BEGIN READING TEXT
Jennifer Garner is in the best shape of her life, and she can thank two main women for her buff body: her trainer, Simone De La Rue, and her nutritionist, Kelly LeVeque. But the real question is: What do the pros themselves eat to stay healthy and give them energy? Us asked registered dietitian Rachel Berman, General Manager at Verywell, to weigh in on healthy breakfast and share Who Ate It Best: Egg Breakfast Edition.
The Similarities: First of all, both De La Rue’s pick (left) and LeVeque’s a.m. choice (right) are great. “Both breakfasts are chock-full of nutrition that provide the energy you need to face the day ahead,” says the NYC-based dietitian. “Eggs give you a dose of protein and fat to fill you up and — this isn’t scientific — but there’s just something about a warm breakfast that is way more satisfying in general.” The avocado in both dishes also gets high points from Berman: “Not only does avocado look pretty and taste delicious, but the monounsaturated fats and fiber it contains are also great for heart health.”
END READING TEXT
• **EXERCISE**
Carry on the article comparing the two egg breakfasts, starting after its final sentence.
BEGIN ENTRIES PROVIDED
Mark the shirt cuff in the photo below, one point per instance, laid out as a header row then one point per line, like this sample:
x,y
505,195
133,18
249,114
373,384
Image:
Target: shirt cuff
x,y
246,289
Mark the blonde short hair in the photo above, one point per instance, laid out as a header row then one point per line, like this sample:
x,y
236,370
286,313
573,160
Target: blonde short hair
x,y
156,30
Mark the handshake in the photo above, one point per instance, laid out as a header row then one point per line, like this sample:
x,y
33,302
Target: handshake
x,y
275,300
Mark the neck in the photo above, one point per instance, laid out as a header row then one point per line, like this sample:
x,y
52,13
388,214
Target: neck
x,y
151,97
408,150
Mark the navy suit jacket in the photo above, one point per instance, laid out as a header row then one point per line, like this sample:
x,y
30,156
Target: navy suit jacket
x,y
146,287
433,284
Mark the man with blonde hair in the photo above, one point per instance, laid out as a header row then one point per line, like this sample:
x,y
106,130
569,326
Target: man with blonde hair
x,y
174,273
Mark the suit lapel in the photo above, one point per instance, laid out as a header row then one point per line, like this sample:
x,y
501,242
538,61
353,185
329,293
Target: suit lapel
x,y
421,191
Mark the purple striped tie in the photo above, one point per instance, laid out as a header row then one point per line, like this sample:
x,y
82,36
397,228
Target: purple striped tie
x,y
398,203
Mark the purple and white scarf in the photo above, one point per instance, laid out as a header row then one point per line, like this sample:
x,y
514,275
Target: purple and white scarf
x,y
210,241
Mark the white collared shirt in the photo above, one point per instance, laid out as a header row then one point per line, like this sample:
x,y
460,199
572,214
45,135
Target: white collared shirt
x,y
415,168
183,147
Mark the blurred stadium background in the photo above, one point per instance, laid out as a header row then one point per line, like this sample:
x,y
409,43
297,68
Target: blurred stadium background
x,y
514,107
END ENTRIES PROVIDED
• **OUTPUT FOR THIS EXERCISE**
The Differences: In an October 3 Instagram post that pictured two poached eggs with avocado, tomato and pesto sauce on top of slices of baguette, De La Rue revealed that her “breakfast is usually always eggs. I love them, poached, scrambled, omelette, you name it.” She goes on to praise them for their high protein content before recommending people “add in a healthy fat, some fiber and some greens… Try and be as creative as you can.”
Meanwhile, the Body Love author’s healthy breakfast — she posted this one on Instagram on May 20 — contains one poached egg, a half of an avocado, broccoli spears, mixed greens, diced peppers (a surprisingly great source of Vitamin C) and one slice of bacon.
The Verdict: “This is a very close call,” says Berman, “but I am going to have to side with Simone’s breakfast. Simone has a slightly better balance of protein, fat and carbohydrate, which may help you stay more satisfied.” The Body By Simone founder also gets points for her basil-based sauce: “Herbs like pesto add antioxidants that keep your body healthy,” notes the dietitian.
And though Berman says she doesn’t subscribe to the theory that it’s necessary to cut grains from your diet, especially when you need energy for workouts, there’s one improvement she thinks the trainer can make: “In an ideal world, her baguette would be whole grain.”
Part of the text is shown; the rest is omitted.